> **EXERCISE AIM**:
How many lines in the rows below contain the string "kettle"? Case counts. Reply with the number alone.

> **MATERIAL TO PROCESS**:
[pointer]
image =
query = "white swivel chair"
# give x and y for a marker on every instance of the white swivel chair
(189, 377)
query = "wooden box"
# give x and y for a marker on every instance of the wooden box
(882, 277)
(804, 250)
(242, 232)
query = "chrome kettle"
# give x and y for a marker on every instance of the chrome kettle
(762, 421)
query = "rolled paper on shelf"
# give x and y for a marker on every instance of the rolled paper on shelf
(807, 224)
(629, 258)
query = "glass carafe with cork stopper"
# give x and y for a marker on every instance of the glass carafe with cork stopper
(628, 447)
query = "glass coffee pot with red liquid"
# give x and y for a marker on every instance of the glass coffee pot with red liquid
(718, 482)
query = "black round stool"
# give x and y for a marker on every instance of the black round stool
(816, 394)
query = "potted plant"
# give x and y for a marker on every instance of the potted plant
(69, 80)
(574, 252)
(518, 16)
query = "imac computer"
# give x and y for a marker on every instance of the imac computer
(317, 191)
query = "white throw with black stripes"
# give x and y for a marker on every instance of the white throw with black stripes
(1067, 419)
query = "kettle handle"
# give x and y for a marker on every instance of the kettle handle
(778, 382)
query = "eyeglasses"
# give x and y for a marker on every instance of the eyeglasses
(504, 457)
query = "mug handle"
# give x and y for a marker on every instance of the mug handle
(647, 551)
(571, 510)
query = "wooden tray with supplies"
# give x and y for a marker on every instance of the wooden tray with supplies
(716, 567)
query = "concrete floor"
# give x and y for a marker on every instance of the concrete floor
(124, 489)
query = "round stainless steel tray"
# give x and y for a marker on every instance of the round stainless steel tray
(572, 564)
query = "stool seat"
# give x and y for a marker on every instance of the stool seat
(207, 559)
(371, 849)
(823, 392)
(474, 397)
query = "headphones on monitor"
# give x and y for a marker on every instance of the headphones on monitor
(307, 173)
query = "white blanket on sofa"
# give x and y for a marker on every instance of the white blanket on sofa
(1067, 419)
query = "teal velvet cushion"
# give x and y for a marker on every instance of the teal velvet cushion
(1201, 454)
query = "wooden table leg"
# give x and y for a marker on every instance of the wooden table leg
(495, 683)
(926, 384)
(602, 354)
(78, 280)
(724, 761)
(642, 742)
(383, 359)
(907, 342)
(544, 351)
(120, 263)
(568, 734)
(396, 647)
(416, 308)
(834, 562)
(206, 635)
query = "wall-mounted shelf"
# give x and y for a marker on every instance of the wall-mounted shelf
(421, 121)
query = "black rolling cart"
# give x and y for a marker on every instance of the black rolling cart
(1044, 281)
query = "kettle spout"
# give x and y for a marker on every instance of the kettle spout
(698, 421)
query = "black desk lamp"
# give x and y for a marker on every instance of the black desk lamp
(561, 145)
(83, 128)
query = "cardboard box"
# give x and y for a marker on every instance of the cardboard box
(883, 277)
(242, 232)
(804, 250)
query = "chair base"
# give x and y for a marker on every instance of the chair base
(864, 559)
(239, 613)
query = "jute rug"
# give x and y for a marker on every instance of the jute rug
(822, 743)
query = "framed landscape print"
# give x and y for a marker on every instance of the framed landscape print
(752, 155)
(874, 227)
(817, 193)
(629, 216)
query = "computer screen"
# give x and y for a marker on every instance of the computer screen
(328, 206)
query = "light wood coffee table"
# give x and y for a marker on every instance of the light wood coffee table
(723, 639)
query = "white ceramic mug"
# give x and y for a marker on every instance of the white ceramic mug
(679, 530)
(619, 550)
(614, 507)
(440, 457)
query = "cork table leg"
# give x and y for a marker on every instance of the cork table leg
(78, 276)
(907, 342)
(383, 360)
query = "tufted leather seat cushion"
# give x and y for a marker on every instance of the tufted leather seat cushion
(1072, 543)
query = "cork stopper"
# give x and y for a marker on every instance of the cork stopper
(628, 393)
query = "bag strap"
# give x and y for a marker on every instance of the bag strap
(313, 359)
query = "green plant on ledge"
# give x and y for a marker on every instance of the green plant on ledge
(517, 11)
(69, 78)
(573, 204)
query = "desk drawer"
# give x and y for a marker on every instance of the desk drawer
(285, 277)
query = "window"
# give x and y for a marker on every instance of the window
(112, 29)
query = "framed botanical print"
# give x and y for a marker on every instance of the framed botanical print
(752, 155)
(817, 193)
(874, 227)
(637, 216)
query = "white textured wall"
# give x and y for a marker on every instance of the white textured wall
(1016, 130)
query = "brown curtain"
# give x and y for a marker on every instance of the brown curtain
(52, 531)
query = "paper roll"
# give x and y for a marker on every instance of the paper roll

> **RESULT**:
6